◆ To be done
Starting at the line that contains "Where can the golden" and ending at the end of the records, rewrite those lines with "golden brown bun" replaced by "bread roll" and everything else left as it is.
begin Dataset records
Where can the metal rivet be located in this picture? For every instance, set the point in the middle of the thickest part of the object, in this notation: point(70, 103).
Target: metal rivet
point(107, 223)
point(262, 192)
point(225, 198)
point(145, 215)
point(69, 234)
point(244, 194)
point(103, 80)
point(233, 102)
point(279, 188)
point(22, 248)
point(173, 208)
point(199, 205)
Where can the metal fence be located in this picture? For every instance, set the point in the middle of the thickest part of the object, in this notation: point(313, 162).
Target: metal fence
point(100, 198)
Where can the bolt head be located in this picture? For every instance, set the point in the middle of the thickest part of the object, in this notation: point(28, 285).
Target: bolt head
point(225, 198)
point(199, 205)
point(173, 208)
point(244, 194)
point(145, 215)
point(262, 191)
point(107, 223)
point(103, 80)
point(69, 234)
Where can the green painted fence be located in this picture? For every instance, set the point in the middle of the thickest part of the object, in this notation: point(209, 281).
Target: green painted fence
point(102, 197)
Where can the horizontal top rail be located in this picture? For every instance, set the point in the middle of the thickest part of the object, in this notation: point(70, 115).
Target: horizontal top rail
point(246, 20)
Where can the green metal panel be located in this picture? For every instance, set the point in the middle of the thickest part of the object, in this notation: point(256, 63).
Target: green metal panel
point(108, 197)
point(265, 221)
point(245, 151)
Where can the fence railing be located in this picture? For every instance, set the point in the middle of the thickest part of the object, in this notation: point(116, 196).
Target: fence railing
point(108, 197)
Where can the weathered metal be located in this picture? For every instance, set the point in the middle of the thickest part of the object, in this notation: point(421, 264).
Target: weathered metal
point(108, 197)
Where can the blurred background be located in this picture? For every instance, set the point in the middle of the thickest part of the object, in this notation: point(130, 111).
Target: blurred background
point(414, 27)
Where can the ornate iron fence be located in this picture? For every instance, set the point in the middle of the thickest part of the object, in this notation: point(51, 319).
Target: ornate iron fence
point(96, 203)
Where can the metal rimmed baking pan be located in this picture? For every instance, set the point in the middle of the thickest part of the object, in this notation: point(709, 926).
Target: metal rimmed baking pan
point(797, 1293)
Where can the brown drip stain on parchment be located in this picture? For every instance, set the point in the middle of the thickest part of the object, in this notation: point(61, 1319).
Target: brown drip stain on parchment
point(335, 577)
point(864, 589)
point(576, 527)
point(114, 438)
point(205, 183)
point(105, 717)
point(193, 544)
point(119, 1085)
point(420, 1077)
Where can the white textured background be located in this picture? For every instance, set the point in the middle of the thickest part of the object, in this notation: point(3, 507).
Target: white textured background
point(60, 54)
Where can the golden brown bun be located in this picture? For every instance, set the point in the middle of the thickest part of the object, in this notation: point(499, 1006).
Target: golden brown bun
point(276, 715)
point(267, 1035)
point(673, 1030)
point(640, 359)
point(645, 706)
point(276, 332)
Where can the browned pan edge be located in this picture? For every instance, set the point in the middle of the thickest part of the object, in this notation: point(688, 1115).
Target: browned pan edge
end Dataset records
◆ Result of this exercise
Where can the bread roll be located in this picture? For every instance, set the point in the middle of the thickest part of the object, in this notation: point(499, 1006).
Target: bread roll
point(276, 715)
point(267, 1035)
point(673, 1030)
point(640, 359)
point(645, 706)
point(276, 332)
Where can the browned pan edge be located in this picture? For every instance, set the point in the middle of the thickest part of the object, in this notation: point(688, 1115).
Target: browned pan edge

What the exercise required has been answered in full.